Task requirements:
Please retype all of the following entries exactly.

Start of Data extracts

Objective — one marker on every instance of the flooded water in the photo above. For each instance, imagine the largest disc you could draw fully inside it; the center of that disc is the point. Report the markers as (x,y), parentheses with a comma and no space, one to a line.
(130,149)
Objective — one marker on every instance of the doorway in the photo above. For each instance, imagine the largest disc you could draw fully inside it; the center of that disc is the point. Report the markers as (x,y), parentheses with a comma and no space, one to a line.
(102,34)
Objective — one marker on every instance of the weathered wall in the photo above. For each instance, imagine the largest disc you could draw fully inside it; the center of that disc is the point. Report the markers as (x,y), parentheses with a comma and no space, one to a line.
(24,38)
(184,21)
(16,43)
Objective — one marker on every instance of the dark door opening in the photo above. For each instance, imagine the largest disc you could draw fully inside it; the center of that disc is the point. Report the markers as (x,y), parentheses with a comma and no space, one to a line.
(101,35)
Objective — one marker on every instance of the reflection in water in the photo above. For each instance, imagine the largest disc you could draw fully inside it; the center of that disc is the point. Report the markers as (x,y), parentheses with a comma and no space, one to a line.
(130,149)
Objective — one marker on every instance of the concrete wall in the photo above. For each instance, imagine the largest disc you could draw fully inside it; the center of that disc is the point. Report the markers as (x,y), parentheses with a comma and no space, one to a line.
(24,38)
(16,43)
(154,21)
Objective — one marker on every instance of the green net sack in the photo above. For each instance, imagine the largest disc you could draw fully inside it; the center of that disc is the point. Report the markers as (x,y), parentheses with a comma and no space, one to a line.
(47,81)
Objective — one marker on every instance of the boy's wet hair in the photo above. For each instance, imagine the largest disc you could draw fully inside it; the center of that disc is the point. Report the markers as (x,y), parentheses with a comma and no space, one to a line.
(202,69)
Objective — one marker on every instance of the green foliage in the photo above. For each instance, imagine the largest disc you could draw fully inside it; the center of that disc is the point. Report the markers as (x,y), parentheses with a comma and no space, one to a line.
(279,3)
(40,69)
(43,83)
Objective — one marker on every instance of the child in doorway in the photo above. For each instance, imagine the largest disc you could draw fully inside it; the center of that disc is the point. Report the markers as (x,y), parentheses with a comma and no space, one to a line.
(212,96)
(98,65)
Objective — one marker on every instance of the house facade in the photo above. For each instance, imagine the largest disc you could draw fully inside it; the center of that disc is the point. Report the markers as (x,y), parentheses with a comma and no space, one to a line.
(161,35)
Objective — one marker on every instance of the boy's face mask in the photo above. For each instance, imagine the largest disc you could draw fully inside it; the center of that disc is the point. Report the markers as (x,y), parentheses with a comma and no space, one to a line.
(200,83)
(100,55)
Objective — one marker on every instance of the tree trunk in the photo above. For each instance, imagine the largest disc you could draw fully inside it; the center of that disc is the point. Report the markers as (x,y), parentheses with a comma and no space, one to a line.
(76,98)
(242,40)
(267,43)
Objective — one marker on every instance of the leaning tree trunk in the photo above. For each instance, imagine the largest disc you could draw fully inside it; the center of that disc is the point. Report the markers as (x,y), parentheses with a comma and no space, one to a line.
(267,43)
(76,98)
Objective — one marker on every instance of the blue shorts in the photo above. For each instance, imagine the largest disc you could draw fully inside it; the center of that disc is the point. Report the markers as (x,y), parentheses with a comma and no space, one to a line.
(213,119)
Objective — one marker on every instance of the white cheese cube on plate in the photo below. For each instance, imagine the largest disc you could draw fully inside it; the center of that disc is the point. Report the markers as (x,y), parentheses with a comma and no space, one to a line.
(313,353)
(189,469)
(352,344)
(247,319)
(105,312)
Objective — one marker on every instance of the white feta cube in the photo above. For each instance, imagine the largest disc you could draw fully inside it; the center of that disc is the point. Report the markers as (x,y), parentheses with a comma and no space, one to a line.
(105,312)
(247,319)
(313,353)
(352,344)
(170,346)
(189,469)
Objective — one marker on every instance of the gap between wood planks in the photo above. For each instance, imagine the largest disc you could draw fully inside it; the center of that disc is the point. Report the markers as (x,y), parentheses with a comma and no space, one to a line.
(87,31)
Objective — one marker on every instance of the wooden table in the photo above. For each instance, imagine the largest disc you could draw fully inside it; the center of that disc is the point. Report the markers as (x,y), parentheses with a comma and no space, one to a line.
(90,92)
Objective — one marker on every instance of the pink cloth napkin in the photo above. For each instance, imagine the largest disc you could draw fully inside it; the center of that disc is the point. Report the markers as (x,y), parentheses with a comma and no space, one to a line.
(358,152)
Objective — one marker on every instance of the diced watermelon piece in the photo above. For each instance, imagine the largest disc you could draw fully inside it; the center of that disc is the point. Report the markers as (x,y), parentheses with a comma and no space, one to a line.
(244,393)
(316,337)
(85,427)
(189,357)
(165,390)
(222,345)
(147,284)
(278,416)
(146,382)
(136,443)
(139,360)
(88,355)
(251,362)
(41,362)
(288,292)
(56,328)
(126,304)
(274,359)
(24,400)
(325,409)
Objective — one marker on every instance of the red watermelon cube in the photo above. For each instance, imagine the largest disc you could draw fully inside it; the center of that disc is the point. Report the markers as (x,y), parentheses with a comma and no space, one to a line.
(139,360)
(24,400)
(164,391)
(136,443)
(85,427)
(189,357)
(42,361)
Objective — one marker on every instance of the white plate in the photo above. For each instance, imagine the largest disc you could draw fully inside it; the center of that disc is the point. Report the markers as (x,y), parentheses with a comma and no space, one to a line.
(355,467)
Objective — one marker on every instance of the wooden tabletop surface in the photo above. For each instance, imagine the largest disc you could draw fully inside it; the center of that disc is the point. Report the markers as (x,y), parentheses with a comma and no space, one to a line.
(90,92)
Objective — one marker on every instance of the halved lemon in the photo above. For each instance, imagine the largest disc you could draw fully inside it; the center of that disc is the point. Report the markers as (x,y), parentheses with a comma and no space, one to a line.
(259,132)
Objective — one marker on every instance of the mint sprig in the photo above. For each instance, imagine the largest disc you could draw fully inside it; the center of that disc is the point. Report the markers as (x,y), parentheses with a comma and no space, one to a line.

End of Data extracts

Answer for this exercise:
Objective — one marker on every instance of the flooded water in the photo above. For each instance, imagine the largest disc you could draw fully inside it; the center of that disc is the point. Report the markers as (x,y), parentheses with a comma and no space, one to a line.
(130,149)
Objective — one marker on every instance of the doorway in the photo above. For each instance, imagine the largest disc you could draw fully inside it; the center of that disc is the point. Report the markers as (x,y), parentheses with a comma and no space, one to a line.
(102,34)
Objective — one marker on every instance of the weathered wall in the photo above. For each instance, imagine the largest disc you could draw fully inside it; the center of that disc is the point. Report the markers as (x,y), parentheses with a comma and no space, one to a line.
(24,38)
(184,21)
(16,43)
Objective — one marker on every instance of the dark door opening in the photo above. For each instance, imagine the largest disc you could draw fully inside it; the center of that disc is the point. Report the markers as (x,y), parentheses with a comma and no space, one to a line.
(101,35)
Objective — one marker on every instance of the reflection in water in the photo above. For each instance, imagine the largest disc you could draw fully inside it; the center of that disc is the point. Report the markers as (x,y), parentheses with a comma and no space, one to a line.
(130,149)
Objective — one marker on every instance of the concrete wall in the photo above. For each instance, imagine the largest disc you could draw fully inside it; the center of that disc is the point. Report the markers as (x,y), parentheses with a comma and no space, one to a line.
(24,38)
(16,43)
(154,21)
Objective — one marker on every instance of the green net sack in the photo above. For each instance, imagine the largest disc you could draw fully inside it; the center of that disc is the point. Report the markers as (x,y), parentheses with a comma and no space, one to a line.
(47,81)
Objective — one marker on every instance of the boy's wet hair in the photo above. For each instance, imagine the largest disc you could draw fully inside it; the center of that disc is the point. Report the markers as (x,y), parentheses with a comma and no space, one to a line.
(202,69)
Objective — one marker on every instance of the green foliage in the photo above. For each instance, imagine the largest disc you could draw fully inside it; the center of that disc is the point. Report the markers as (x,y), parentheses with a comma and no space, one to a line.
(279,3)
(40,69)
(43,83)
Objective — one marker on every instance of the child in doorway in the photo above. For each instance, imagine the largest disc you could draw fully inside it; the center of that disc is the point. Report the markers as (x,y), parentheses with a comma and no space, one to a line.
(212,96)
(98,65)
Objective — one marker on every instance of the house facade in the photo above. For each instance, imagine the largest disc you could draw fully inside it; the center of that disc is the point. Report the markers as (x,y), parentheses with a comma and no space, one to a line.
(161,35)
Objective — one marker on every instance of the boy's face mask in the photo above. For each instance, imagine the largest disc you could draw fully inside it; the center of that disc is the point. Report the markers as (x,y), parentheses with a comma and no space, one to a line.
(200,83)
(100,55)
Objective — one marker on every instance of the tree trunk in the photo above. For each instance, imagine the largest disc you could draw fully inside it; the center of that disc is the point. Report the markers as (x,y), parentheses with a comma and no space, one to a line.
(76,98)
(242,40)
(267,43)
Objective — one marker on every instance of the leaning tree trunk in the photo above. For each instance, imagine the largest disc you could draw fully inside it; the center of that disc is the point. Report the markers as (x,y), parentheses with a comma and no space, one to a line.
(267,43)
(76,98)
Objective — one marker on every instance of the blue shorts in the photo above. For each instance, imagine the largest disc you could draw fully inside it; the center of that disc is the point. Report the markers as (x,y), parentheses with a comma and no space, one to a line.
(213,119)
Objective — one marker on every instance of the white cheese cube on plate in the photo below. For each instance, imagine the largest disc you could draw fully inside it; the center of that disc is the point. Report the markers as (x,y), parentheses with a comma and no space, one to a line.
(313,353)
(189,469)
(352,344)
(247,319)
(105,312)
Objective — one marker on every instance of the white feta cube in the photo above. For each instance, imagine the largest disc you could draw fully inside it; the center of that disc is the point. Report the markers as (x,y), parentheses with a comma and no space, one to a line.
(105,312)
(247,319)
(313,353)
(352,344)
(170,346)
(189,469)
Objective — one marker on every instance of the gap between wood planks in the photo above. For each instance, imagine the largest disc you could draw fully inside it; the center of that disc is the point. Report the markers as (x,y), parentheses with a comma and no space, one to a line.
(87,31)
Objective — one marker on every instance of the wooden table in the photo above. For each instance, imagine the largest disc you could draw fully inside it; the center of that disc is the point. Report the markers as (x,y), parentheses with a comma and no space, one to a line.
(90,92)
Objective — one marker on every instance of the pink cloth napkin in the photo above. For each instance, imagine the largest disc you could draw fully inside it; the center of that disc is the point. Report the markers as (x,y), parentheses with a comma and no space, one to a line.
(358,152)
Objective — one marker on every instance of the diced watermelon piece in the photo above. For each instance, imagine the largest disc you could draw fully inside it; the center of that disc is the point. Report the markers as (x,y), parentheses with a comma and no space, one to a line.
(244,393)
(316,337)
(85,427)
(189,357)
(165,390)
(222,345)
(147,284)
(278,416)
(146,382)
(136,443)
(139,360)
(88,355)
(251,362)
(41,362)
(288,292)
(56,328)
(126,304)
(274,359)
(24,400)
(325,409)
Objective — one marker on every instance of the red watermelon cube in the photo above. For each instance, imagine the largest disc you could draw fully inside it; the center of that disc is the point. Report the markers as (x,y), parentheses with a comma and no space, one to a line.
(139,360)
(24,400)
(164,391)
(136,443)
(85,427)
(189,357)
(42,361)
Objective — one marker on every instance of the white plate in the photo above. For each instance, imagine the largest disc you could draw fully inside it; the center of that disc is the point. Report the markers as (x,y), parentheses with a comma and no space, one to a line.
(355,467)
Objective — one marker on every instance of the wooden tabletop surface in the photo above. For each instance, imagine the largest disc you could draw fully inside it; the center of that disc is the point. Report the markers as (x,y), parentheses with a comma and no space, one to a line.
(90,92)
Objective — one marker on every instance of the halved lemon in the photo above. For each instance, imagine the largest disc you could draw fully inside it; the center of that disc is the point. Report the markers as (x,y), parentheses with a comma and no space, one to a line.
(259,132)
Objective — one marker on every instance of the mint sprig in the photo above. For each instance, imagine the largest disc you could draw fully inside it; the center of that disc is the point. Report the markers as (x,y), parentheses with a comma and no space, one to a line.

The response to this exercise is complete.